* **Recorded information**:
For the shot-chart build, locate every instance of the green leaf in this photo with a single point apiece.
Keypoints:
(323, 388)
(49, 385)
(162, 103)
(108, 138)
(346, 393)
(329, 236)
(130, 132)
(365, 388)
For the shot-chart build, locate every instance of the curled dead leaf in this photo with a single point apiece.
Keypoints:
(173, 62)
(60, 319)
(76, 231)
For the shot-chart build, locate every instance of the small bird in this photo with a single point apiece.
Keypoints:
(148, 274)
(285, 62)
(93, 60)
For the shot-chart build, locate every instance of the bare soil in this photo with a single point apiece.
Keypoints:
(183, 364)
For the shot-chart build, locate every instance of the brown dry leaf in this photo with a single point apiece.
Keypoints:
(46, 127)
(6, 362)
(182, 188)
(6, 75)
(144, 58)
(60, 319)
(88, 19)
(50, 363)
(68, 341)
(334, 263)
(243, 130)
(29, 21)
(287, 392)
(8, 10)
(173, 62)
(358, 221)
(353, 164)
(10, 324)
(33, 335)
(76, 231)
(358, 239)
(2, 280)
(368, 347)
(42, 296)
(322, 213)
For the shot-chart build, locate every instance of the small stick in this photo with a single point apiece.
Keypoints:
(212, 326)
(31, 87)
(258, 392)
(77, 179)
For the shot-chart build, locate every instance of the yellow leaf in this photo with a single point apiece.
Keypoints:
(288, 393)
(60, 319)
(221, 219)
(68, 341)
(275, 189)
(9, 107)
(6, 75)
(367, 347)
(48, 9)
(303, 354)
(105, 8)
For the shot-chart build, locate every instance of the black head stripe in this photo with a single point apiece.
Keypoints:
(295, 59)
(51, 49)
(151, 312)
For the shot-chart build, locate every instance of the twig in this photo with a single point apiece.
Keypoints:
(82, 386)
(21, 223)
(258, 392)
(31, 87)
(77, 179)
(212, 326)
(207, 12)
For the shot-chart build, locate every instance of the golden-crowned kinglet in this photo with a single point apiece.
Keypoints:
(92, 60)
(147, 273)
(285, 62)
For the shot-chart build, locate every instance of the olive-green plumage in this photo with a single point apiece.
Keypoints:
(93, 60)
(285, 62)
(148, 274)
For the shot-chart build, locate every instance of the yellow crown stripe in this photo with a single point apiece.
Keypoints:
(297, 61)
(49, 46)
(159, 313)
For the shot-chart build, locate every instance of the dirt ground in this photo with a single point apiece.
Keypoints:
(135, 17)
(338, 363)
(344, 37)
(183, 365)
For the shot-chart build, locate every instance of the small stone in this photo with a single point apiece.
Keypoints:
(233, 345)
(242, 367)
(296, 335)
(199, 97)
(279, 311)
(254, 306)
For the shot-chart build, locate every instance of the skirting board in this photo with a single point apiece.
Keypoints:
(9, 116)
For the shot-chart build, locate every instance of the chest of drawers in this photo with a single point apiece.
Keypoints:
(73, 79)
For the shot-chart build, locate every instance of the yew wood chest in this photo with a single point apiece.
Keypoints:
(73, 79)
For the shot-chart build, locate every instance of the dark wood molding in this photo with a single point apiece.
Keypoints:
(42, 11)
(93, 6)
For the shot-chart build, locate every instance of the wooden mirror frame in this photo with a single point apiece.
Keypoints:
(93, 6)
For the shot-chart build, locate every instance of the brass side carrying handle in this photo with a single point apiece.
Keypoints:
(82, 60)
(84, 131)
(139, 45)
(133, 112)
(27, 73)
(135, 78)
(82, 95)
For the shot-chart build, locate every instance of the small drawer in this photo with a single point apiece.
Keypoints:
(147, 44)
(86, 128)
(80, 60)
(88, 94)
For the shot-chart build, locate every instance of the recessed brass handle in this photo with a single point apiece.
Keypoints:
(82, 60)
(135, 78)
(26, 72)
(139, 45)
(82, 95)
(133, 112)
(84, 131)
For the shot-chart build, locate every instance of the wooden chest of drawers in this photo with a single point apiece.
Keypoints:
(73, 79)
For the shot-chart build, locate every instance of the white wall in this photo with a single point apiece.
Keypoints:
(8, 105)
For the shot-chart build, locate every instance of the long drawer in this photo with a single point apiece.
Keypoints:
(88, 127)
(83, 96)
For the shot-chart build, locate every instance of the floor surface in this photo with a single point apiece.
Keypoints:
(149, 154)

* **Exercise details**:
Reproduce the listing in full. Keep it exactly as written.

* **Solution to this problem**:
For the shot-chart build, locate every instance of the green leaf in this photo with a single point apiece.
Keypoints:
(323, 388)
(49, 385)
(162, 103)
(108, 138)
(346, 393)
(329, 236)
(130, 132)
(365, 388)
For the shot-chart build, locate every instance of the curled dead leaf in this photo with a single point apiece.
Keypoints:
(173, 62)
(60, 319)
(76, 231)
For the shot-chart build, locate every instance of the small bird in this photo with a single point apiece.
Keypoints:
(148, 274)
(285, 62)
(93, 60)
For the shot-chart build, locate every instance of the bare soil in this photo with a single point apiece.
Keypoints:
(183, 364)
For the shot-chart build, locate every instance of the brown dry leaf in this photo with a single point apiece.
Keypoints:
(46, 127)
(6, 362)
(182, 188)
(6, 75)
(144, 58)
(60, 319)
(88, 19)
(50, 363)
(68, 341)
(334, 263)
(243, 130)
(29, 21)
(287, 392)
(8, 10)
(173, 62)
(358, 221)
(353, 164)
(10, 324)
(33, 335)
(76, 231)
(358, 239)
(2, 280)
(368, 347)
(42, 296)
(322, 213)
For the shot-chart build, locate every instance of the small stick in this photo with a single point apiece.
Keypoints:
(212, 326)
(31, 87)
(258, 392)
(77, 179)
For the shot-chart build, locate every instance of the yellow leaf in this photo with a single point apiece.
Keypoints:
(288, 393)
(60, 319)
(221, 219)
(68, 341)
(275, 189)
(9, 107)
(6, 75)
(367, 347)
(48, 9)
(303, 354)
(105, 8)
For the shot-chart build, locate every instance of the black head stripe in this photo with a single point apiece.
Keypoints:
(295, 59)
(51, 49)
(151, 312)
For the shot-chart build, locate every instance of the twig in this photo with a single point apiece.
Keypoints:
(82, 386)
(21, 223)
(258, 392)
(31, 87)
(77, 179)
(212, 326)
(207, 12)
For the shot-chart build, locate every instance of the golden-crowned kinglet in this photo with a single point apiece.
Keypoints:
(92, 60)
(147, 273)
(285, 62)
For the shot-chart build, locate every instance of the olive-green plumage in this photo with a single point apiece.
Keypoints:
(93, 60)
(285, 62)
(148, 274)
For the shot-chart build, locate every instance of the yellow crown stripe in this photo with a single point apiece.
Keypoints:
(297, 61)
(49, 46)
(159, 313)
For the shot-chart build, locate every instance of the dirt ground in this photo with a single point apiece.
Keypoints:
(135, 17)
(338, 363)
(344, 37)
(183, 365)
For the shot-chart build, locate every instance of the small stone in this photo with a single point apiece.
Keypoints:
(233, 345)
(242, 367)
(296, 335)
(199, 97)
(279, 311)
(254, 306)
For the shot-chart build, locate every instance of the skirting board in this photo with a single point apiece.
Keypoints:
(9, 116)
For the shot-chart build, locate every instance of the chest of drawers in this photo with a single point apiece.
Keypoints:
(73, 79)
For the shot-chart build, locate every instance of the yew wood chest in this photo with a single point apiece.
Keypoints:
(73, 79)
For the shot-chart build, locate every instance of the dark wood molding in this photo with a single point apiece.
Keypoints:
(42, 11)
(93, 6)
For the shot-chart build, locate every instance of the wooden mirror frame in this photo with a single point apiece.
Keypoints:
(93, 6)
For the shot-chart build, locate every instance of the brass side carrying handle in this photo with a single point apiece.
Keypoints:
(82, 60)
(84, 131)
(139, 45)
(133, 112)
(27, 73)
(135, 78)
(82, 95)
For the shot-chart build, locate every instance of the small drawer in this photo with a single point apiece.
Keypoints:
(147, 44)
(86, 128)
(80, 60)
(88, 94)
For the shot-chart build, locate every instance of the recessed brass handle in this photo with a single point apiece.
Keypoints:
(82, 60)
(135, 78)
(26, 72)
(139, 45)
(82, 95)
(133, 112)
(84, 131)
For the shot-chart build, locate every instance of the wooden chest of drawers in this photo with a single point apiece.
Keypoints:
(73, 79)
For the shot-chart build, locate every instance of the white wall in this photo with a single point apiece.
Keypoints:
(8, 105)
For the shot-chart build, locate every instance of the long drawer in this photo with a single point apiece.
Keypoints:
(88, 127)
(83, 96)
For the shot-chart build, locate every instance of the floor surface in this photo with a single point apiece.
Keypoints:
(149, 154)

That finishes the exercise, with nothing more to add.